| AIM A |
Which lines of the listing contain the string "refrigerated"? Copy each such line.

| PAGE |
--- START ---

Use timeouts: Set appropriate timeouts to avoid hanging
Batch operations: Process multiple URLs in parallel
Save to file: Use -o to avoid terminal rendering overhead
JSON for parsing: Use JSON output when processing with other tools

Next Steps

Configuration - Advanced configuration options
Output Formats - Detailed format documentation
Concepts - Understanding the algorithm

Basic Usage

Learn the fundamentals of using Lectito as a library.

Simple Parsing

The easiest way to extract content is with the parse function:

use lectito_core::{parse, Article};

fn main() -> Result<(), Box<dyn std::error::Error>> {
    let html = r#"
        <!DOCTYPE html>
        <html>
            <head><title>My Article</title></head>
            <body>
                <article>
                    <h1>Article Title</h1>
                    <p>This is the article content.</p>
                </article>
            </body>
        </html>
    "#;

    let article: Article = parse(html)?;

    println!("Title: {:?}", article.metadata.title);
    println!("Content: {}", article.to_markdown()?);

    Ok(())

--- END ---

| GIVEN INFORMATION |
--- START ---

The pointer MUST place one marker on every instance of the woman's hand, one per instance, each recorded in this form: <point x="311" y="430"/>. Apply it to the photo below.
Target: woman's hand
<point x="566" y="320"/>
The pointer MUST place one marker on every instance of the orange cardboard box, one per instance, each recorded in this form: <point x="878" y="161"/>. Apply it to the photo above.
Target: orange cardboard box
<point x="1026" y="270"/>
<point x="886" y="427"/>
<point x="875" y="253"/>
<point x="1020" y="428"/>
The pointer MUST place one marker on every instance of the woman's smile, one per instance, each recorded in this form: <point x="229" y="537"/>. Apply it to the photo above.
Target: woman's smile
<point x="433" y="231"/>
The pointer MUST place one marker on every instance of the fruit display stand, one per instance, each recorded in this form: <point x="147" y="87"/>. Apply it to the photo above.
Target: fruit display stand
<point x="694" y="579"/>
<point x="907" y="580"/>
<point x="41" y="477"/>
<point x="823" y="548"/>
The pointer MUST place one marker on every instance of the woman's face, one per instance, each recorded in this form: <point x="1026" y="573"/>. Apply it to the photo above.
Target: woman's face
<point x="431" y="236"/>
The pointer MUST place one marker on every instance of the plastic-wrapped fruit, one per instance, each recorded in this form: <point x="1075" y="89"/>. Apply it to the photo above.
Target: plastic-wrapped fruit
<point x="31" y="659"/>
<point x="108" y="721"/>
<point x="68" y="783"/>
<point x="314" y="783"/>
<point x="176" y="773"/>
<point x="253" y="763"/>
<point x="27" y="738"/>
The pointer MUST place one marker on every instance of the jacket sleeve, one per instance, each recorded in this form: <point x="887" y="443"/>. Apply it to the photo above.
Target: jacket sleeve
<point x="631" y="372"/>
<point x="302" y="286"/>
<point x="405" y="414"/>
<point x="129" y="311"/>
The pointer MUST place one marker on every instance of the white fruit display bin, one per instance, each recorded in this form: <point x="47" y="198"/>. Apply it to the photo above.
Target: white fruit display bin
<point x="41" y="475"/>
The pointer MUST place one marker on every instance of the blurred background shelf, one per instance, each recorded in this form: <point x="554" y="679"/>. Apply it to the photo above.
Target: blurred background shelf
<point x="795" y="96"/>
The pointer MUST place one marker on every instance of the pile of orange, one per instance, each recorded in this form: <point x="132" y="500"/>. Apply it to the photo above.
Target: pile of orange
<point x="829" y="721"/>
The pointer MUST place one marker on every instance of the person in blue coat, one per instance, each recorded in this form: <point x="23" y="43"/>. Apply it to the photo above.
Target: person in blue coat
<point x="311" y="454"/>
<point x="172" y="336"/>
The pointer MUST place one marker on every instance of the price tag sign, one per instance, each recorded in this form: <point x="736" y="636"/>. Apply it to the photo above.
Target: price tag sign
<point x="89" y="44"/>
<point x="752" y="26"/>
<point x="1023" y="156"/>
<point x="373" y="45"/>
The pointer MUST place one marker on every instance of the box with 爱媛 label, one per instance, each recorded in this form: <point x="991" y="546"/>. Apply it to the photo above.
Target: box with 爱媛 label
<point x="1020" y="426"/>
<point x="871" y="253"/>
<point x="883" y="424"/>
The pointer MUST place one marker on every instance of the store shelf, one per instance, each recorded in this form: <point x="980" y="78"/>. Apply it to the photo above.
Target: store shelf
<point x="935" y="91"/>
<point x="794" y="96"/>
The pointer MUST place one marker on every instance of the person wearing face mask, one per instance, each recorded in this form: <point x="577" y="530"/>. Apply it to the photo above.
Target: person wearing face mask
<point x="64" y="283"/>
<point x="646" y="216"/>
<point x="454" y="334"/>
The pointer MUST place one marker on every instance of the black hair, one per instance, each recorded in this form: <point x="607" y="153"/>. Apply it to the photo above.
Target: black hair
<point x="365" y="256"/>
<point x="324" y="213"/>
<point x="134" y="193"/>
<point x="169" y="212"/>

--- END ---
--- START ---

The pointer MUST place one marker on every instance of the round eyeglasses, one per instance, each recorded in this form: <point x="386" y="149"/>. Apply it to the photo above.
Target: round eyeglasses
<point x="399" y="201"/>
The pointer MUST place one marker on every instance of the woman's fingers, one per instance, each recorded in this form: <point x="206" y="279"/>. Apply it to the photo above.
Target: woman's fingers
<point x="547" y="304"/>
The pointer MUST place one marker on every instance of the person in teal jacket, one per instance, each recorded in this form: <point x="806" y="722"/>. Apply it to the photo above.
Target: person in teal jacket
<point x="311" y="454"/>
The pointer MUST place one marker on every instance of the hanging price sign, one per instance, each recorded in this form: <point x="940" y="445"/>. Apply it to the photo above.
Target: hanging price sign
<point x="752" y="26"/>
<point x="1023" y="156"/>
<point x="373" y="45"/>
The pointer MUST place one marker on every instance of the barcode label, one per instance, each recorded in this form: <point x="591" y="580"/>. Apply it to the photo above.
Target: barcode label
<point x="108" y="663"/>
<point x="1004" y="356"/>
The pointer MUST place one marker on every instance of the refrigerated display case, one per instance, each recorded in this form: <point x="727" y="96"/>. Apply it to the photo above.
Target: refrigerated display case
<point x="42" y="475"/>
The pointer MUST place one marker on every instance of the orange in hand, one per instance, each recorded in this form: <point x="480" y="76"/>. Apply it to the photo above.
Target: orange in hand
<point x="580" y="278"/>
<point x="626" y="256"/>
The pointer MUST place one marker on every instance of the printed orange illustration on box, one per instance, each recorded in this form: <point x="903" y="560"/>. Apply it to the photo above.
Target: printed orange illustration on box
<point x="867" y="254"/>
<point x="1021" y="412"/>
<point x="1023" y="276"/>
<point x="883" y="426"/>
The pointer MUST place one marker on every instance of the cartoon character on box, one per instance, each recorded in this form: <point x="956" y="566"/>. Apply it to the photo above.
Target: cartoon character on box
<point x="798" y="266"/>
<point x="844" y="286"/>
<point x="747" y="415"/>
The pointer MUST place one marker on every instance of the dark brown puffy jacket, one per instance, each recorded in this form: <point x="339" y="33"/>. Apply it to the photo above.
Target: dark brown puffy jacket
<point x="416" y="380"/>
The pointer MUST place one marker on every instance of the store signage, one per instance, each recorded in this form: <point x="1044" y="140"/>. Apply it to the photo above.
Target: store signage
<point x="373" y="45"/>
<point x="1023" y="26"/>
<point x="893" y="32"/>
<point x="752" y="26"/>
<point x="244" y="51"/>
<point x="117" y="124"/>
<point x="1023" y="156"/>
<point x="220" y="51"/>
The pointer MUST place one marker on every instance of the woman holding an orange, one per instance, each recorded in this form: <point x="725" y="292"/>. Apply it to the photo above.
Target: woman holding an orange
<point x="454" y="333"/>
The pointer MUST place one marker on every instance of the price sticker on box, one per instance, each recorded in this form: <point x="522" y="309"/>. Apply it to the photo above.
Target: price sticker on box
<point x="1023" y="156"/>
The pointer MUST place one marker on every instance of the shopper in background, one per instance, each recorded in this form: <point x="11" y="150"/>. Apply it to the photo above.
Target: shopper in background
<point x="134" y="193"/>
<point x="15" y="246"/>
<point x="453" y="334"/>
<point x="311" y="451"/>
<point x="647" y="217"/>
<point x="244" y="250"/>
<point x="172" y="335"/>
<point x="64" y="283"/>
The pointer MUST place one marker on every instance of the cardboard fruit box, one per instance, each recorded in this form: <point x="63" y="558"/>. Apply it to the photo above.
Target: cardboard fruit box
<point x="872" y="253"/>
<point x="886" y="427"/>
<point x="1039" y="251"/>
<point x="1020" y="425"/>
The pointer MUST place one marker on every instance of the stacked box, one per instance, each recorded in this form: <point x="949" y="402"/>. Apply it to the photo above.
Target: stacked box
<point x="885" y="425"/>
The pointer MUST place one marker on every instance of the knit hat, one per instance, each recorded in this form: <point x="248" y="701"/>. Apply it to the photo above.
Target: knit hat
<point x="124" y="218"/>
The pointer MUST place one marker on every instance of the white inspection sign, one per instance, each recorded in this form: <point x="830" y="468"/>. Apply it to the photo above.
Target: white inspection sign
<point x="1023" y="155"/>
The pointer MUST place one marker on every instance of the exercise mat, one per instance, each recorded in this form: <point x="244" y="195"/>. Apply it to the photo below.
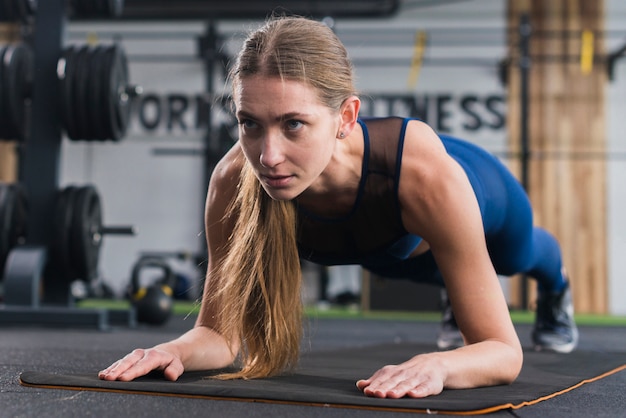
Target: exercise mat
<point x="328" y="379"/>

--- END ---

| AIM B |
Does the Lectito documentation support each statement below? (i) It recommends the -o option to avoid terminal rendering overhead. (ii) It calls the parse function the easiest way to extract content. (iii) It advises processing multiple URLs one at a time. Answer yes or no for each, quoting the words of the Lectito documentation that decide it.

| CORRECT RESULT A |
The pointer MUST place one marker on every instance of the refrigerated display case, one per instance, each recorded in this form: <point x="727" y="96"/>. Apply it to the photo above.
Target: refrigerated display case

| CORRECT RESULT B |
(i) Yes: "Save to file: Use -o to avoid terminal rendering overhead"
(ii) Yes: "The easiest way to extract content is with the parse function"
(iii) No: "Batch operations: Process multiple URLs in parallel"